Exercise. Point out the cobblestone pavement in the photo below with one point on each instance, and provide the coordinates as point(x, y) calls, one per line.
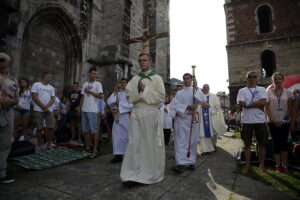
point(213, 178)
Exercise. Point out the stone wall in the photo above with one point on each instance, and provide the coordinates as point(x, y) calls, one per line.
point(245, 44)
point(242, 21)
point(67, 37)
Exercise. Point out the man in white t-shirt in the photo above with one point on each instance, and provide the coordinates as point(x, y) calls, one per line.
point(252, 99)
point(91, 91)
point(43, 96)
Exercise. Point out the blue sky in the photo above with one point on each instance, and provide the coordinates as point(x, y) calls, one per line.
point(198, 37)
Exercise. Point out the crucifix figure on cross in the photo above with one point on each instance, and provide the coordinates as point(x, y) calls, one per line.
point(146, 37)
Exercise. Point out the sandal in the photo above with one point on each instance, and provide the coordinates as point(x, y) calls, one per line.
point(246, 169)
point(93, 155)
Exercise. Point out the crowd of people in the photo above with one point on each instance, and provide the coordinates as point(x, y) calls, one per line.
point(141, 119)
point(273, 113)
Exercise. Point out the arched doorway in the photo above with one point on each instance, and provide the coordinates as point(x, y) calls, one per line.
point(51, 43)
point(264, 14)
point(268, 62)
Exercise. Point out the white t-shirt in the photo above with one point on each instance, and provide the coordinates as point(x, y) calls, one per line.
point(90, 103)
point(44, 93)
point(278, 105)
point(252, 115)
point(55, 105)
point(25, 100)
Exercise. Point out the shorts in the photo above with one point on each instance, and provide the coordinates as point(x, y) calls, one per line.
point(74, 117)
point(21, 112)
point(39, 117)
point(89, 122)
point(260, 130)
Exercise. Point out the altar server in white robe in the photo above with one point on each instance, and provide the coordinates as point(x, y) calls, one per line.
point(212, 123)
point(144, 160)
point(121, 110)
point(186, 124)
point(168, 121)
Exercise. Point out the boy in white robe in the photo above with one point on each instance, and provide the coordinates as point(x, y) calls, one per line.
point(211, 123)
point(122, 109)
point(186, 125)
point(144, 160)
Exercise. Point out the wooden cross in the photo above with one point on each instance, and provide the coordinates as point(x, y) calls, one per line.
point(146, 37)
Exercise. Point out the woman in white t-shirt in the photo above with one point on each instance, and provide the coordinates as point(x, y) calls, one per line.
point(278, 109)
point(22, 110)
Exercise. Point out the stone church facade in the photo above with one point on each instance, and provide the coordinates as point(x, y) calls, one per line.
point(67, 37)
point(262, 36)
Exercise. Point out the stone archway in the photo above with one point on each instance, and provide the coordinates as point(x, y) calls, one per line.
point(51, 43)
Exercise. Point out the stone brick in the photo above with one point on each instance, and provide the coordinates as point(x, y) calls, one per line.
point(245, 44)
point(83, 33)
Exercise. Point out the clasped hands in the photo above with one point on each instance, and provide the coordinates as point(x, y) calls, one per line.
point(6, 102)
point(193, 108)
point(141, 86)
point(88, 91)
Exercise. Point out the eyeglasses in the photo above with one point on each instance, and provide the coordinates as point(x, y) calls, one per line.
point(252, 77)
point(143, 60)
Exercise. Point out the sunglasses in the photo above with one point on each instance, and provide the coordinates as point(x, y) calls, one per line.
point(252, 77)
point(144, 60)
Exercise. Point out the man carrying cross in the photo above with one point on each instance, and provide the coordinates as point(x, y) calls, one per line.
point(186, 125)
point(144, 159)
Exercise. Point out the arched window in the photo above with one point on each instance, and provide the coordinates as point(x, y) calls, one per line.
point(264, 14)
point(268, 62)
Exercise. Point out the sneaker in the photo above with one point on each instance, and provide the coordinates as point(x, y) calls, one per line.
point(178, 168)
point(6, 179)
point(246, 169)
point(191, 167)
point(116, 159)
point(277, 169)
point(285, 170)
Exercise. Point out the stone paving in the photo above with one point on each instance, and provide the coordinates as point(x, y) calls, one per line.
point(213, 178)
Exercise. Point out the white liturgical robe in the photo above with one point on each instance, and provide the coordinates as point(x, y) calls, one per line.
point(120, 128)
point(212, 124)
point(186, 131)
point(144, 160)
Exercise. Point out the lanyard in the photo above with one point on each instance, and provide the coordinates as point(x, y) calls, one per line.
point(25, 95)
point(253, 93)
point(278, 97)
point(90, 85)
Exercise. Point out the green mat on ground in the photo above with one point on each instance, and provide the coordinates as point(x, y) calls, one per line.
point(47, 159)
● ● ● ●
- **THE EXERCISE**
Return all of the material above word for word, with any pictures left out.

- **REPLY**
Exercise. Point out the cobblestone pavement in the photo below with one point on each instance, and provide the coordinates as point(x, y) calls, one per line.
point(213, 178)
Exercise. Point out the stone wall in the photo above with one point on each instance, and provide the coordinates as point(x, y) calls, one per line.
point(245, 44)
point(242, 21)
point(67, 37)
Exercise. Point out the man in white t-shirt in the photo above with one point on each instance, and provide the coordinates as point(x, y) calls, one per line.
point(252, 99)
point(91, 91)
point(43, 96)
Exercise. Point out the blue sky in the photo above with one point on each instance, and provide the coordinates as point(x, y) calls, one per line.
point(198, 37)
Exercise. Point out the crucifix figure on cross in the photo above with one point on each instance, and provide the coordinates as point(x, y) calls, one per line.
point(146, 37)
Exercise. Point out the sandal in the photo above with one point on each instance, and provide the coordinates as point(x, y) calls, one per line.
point(246, 169)
point(93, 155)
Exercise. Point out the crowd of people in the photo above with one point on each instance, and provide the coordinates as point(x, y) calls, one per line.
point(141, 119)
point(273, 113)
Exercise. Point out the arched doorway in the photo above with one point on each instance, and provide the coordinates as point(x, y) calls, one per line.
point(51, 43)
point(264, 14)
point(268, 62)
Exercise. Point out the white t-shirt in the photo above with one point on each instance, and provide the coordinates as point(x, y) calls, one per line.
point(90, 103)
point(44, 93)
point(278, 105)
point(252, 115)
point(55, 105)
point(25, 100)
Exercise. Point out the shorts in the photo above with one point on each instance, and provide the coordinates as point(x, y) calls, one per line.
point(74, 117)
point(21, 112)
point(39, 117)
point(89, 122)
point(260, 130)
Exercise. Point out the altar server in white robe in the photo above with one point on each instance, and provide the coordinates as point(x, y) calls, one per line.
point(212, 123)
point(144, 160)
point(121, 110)
point(186, 124)
point(168, 121)
Exercise. Point out the boy in white robe in the photo above with one point on each instance, and provide the coordinates as point(x, y) calls, one per line.
point(211, 123)
point(122, 109)
point(186, 125)
point(144, 160)
Exercise. Point out the wooden cross in the photo above with one point on each instance, and provide the coordinates as point(x, y) calls, one per line.
point(146, 37)
Exercise. Point out the woman in white t-shirt in the photo above with one point on each instance, and provide the coordinates as point(x, y) calls, one per line.
point(278, 109)
point(22, 110)
Exercise. Point out the stone church facade in the photo above with one point on each instance, and provide the coordinates as point(x, y) calls, one per line.
point(67, 37)
point(262, 36)
Exercise. Point out the stone archway in the photo above with one point on each instance, and provide the coordinates as point(x, y) calls, one per line.
point(51, 43)
Exercise. Point out the stone brick in the photo above with one point on each instance, and provide the coordinates as point(x, y) calls, one per line.
point(245, 44)
point(83, 33)
Exercise. Point out the clasped hands in the photo above with one point on each instance, and provide the coordinates as point(x, y) calls, one per line.
point(6, 102)
point(193, 108)
point(141, 86)
point(88, 91)
Exercise. Point out the eyeglasses in the photo above with one point on each instance, and provide the coordinates as point(x, y) calls, one per line.
point(252, 77)
point(143, 60)
Exercise. Point out the sunglasses in the photo above with one point on each instance, and provide the coordinates as point(x, y) calls, one per line.
point(252, 77)
point(144, 60)
Exercise. Point out the man carrying cross in the photo above with one point on each instance, and provide the coordinates as point(x, y) calls, one per line.
point(186, 125)
point(144, 159)
Exercise. Point out the arched window in the photo above with one point on each instance, and provide the coordinates as point(x, y) calls, one per line.
point(264, 14)
point(268, 62)
Exercise. Point out the sneaker in the photo above with one point on each instance, and provide the coordinates as point(x, y) calls, one per line.
point(178, 168)
point(6, 179)
point(246, 169)
point(191, 167)
point(116, 159)
point(277, 169)
point(285, 170)
Exercise. Point out the stone paving in the photo above with one point on each instance, and provide the coordinates as point(x, y) calls, one per line.
point(213, 178)
Exercise. Point out the white liturgical robe in the photo above with one point on each instance, and provide the coordinates as point(x, y) calls, one per line.
point(120, 128)
point(212, 124)
point(186, 131)
point(144, 160)
Exercise. Point out the lanyard in the photo above with one point on each instance, and provide the coordinates as point(x, y) calls, one per line.
point(25, 95)
point(253, 93)
point(278, 97)
point(90, 85)
Exercise. Point out the green mat on ground in the photo above with one point on each instance, and provide the coordinates as point(x, y) calls, one per line.
point(47, 159)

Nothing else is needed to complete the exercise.